▶ _THE TASK_
Please write out every one of the lines below word for word, omitting the pictures from your answer.

(Outline entries for labeled areas)

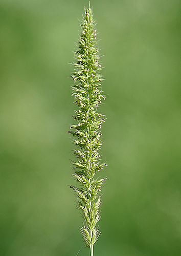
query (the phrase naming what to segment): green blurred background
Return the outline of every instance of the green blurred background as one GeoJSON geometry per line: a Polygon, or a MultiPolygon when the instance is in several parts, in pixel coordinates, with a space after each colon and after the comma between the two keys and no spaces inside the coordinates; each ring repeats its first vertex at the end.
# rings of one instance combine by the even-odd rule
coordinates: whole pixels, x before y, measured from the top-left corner
{"type": "MultiPolygon", "coordinates": [[[[89,255],[69,188],[87,1],[1,0],[1,256],[89,255]]],[[[95,256],[181,255],[177,0],[92,0],[107,94],[95,256]]]]}

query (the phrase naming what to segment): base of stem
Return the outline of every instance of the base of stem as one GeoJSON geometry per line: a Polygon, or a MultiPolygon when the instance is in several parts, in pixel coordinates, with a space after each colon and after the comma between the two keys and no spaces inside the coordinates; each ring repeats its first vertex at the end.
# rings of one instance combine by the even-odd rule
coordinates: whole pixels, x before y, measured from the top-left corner
{"type": "Polygon", "coordinates": [[[90,256],[94,256],[94,245],[91,244],[90,245],[90,256]]]}

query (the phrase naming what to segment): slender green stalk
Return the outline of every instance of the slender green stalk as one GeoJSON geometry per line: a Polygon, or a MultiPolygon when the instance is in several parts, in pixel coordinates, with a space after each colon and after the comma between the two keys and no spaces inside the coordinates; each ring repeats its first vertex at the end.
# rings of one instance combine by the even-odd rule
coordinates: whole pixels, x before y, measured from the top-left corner
{"type": "Polygon", "coordinates": [[[76,136],[73,140],[78,147],[74,154],[78,159],[74,162],[73,176],[80,183],[79,187],[71,186],[78,197],[78,208],[81,210],[85,223],[81,232],[90,255],[100,232],[97,226],[100,220],[99,206],[103,183],[106,178],[98,179],[95,175],[107,166],[101,163],[99,151],[102,145],[100,138],[105,116],[97,111],[105,97],[102,95],[99,49],[97,48],[97,30],[95,28],[92,9],[85,9],[81,24],[82,31],[79,40],[79,49],[75,53],[75,71],[72,77],[72,86],[75,102],[78,106],[73,116],[76,124],[71,125],[70,133],[76,136]]]}
{"type": "Polygon", "coordinates": [[[94,245],[92,244],[90,246],[90,256],[94,256],[94,245]]]}

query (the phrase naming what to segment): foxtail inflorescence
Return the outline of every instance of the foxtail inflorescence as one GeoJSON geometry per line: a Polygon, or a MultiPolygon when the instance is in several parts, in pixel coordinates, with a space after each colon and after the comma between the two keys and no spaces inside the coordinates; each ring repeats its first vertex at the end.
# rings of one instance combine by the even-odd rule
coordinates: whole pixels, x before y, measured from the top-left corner
{"type": "Polygon", "coordinates": [[[97,30],[90,7],[85,10],[85,14],[81,25],[82,31],[78,42],[79,49],[75,52],[75,70],[71,76],[74,81],[73,95],[78,106],[73,116],[77,123],[71,125],[69,132],[77,137],[74,140],[77,147],[74,154],[78,160],[73,163],[73,176],[80,184],[79,187],[70,187],[78,198],[78,208],[85,221],[81,232],[92,256],[93,245],[100,233],[97,225],[100,220],[99,206],[101,204],[100,193],[106,179],[95,177],[107,166],[106,163],[100,162],[99,152],[102,145],[100,130],[105,118],[97,111],[105,96],[102,95],[101,88],[102,67],[97,48],[97,30]]]}

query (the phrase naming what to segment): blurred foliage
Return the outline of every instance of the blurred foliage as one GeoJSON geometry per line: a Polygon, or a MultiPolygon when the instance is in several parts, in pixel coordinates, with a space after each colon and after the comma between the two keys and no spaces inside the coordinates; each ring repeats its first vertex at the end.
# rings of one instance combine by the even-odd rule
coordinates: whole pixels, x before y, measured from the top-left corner
{"type": "MultiPolygon", "coordinates": [[[[1,0],[0,255],[88,255],[67,131],[88,1],[1,0]]],[[[92,1],[102,40],[104,189],[97,256],[181,254],[179,1],[92,1]]]]}

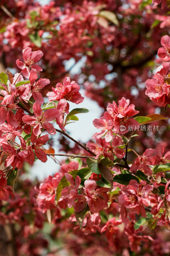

▶ _TASK OUTPUT_
query (the phrase naming what to segment): green blurred background
Return the outline of every instance of the green blurred background as one GeoJSON geometry per line: a Polygon, or a MultiPolygon when the instance is in several parts, in pixel coordinates, with a space after each colon and after the comma between the two keys and no spaces inside the coordinates; each ring repeats its first vertex at the end.
# rings of one instance combine by the even-odd rule
coordinates: whole pixels, x before y, measured from the top-left corner
{"type": "MultiPolygon", "coordinates": [[[[89,255],[69,188],[87,1],[1,0],[1,256],[89,255]]],[[[95,256],[181,255],[177,0],[92,0],[107,94],[95,256]]]]}

query (the phrase naming what to segment): base of stem
Return the outline of every instance of the base of stem as one GeoJSON geometry per line: a Polygon, or a MultiPolygon when the instance is in several parts, in pixel coordinates, with a space after each colon and after the comma between the two keys and no spaces inside the coordinates; each ring repeats its first vertex at the end.
# rings of one instance combine by the even-odd rule
coordinates: whole pixels, x before y, measured from the top-left corner
{"type": "Polygon", "coordinates": [[[90,256],[94,256],[94,245],[91,244],[90,245],[90,256]]]}

query (the phrase naming what to segment): slender green stalk
Return the outline of every instance of the slender green stalk as one GeoJSON geometry per line: a Polygon, or a MultiPolygon when the instance is in several parts, in pixel coordinates, with a space after each colon and after the comma between the two keys and no spaces inside the coordinates; each ring repeats its first vertex at the end.
# rings of one instance combine by the even-odd rule
coordinates: whole pixels, x before y, measured from the top-left corner
{"type": "Polygon", "coordinates": [[[76,136],[73,140],[78,147],[74,154],[78,159],[74,162],[73,176],[80,183],[79,187],[71,186],[78,197],[78,208],[81,210],[85,223],[81,232],[90,255],[100,232],[97,226],[100,220],[99,206],[103,183],[106,178],[98,179],[95,175],[107,166],[101,163],[99,151],[102,145],[100,138],[105,116],[97,111],[105,97],[102,95],[99,49],[97,48],[97,30],[95,28],[92,9],[85,9],[81,24],[82,31],[79,40],[79,49],[75,53],[75,71],[72,77],[72,86],[75,102],[78,106],[73,116],[76,124],[71,125],[70,133],[76,136]]]}
{"type": "Polygon", "coordinates": [[[94,245],[92,244],[90,246],[90,256],[94,256],[94,245]]]}

query (the phrase naming what to segment): foxtail inflorescence
Return the outline of every instance of the foxtail inflorescence as one GeoJSON geometry per line: a Polygon, or a MultiPolygon when the instance is in several parts, in pixel coordinates, with a space after each colon and after the comma between the two keys and no spaces inside the coordinates; each ring repeats its first vertex at the end.
# rings of one instance combine by the even-odd rule
coordinates: whole pixels, x before y, measured from the top-left corner
{"type": "Polygon", "coordinates": [[[97,30],[90,7],[85,10],[85,14],[81,25],[82,31],[78,42],[79,49],[75,52],[75,70],[71,76],[74,81],[73,95],[78,106],[73,116],[77,123],[71,125],[69,132],[77,137],[74,140],[77,147],[74,154],[78,160],[73,163],[73,176],[80,184],[79,187],[70,187],[78,198],[78,208],[85,221],[81,232],[92,256],[93,245],[100,233],[97,225],[100,220],[99,206],[101,204],[100,193],[106,179],[95,177],[107,166],[106,163],[100,162],[99,152],[102,145],[100,130],[105,118],[97,111],[105,96],[102,95],[101,88],[102,67],[97,48],[97,30]]]}

query (the phrase naming what to segment): blurred foliage
Return the outline of every instance of the blurred foliage as one GeoJSON geometry per line: a Polygon, or a MultiPolygon when the instance is in several parts, in pixel coordinates, with a space after each colon and after the comma between the two keys and no spaces inside the coordinates; each ring repeats its first vertex at the end.
# rings of one instance combine by the even-odd rule
coordinates: whole pixels, x before y, measured from the top-left corner
{"type": "MultiPolygon", "coordinates": [[[[1,0],[0,255],[88,255],[67,131],[88,1],[1,0]]],[[[92,1],[102,40],[104,189],[97,256],[181,254],[179,1],[92,1]]]]}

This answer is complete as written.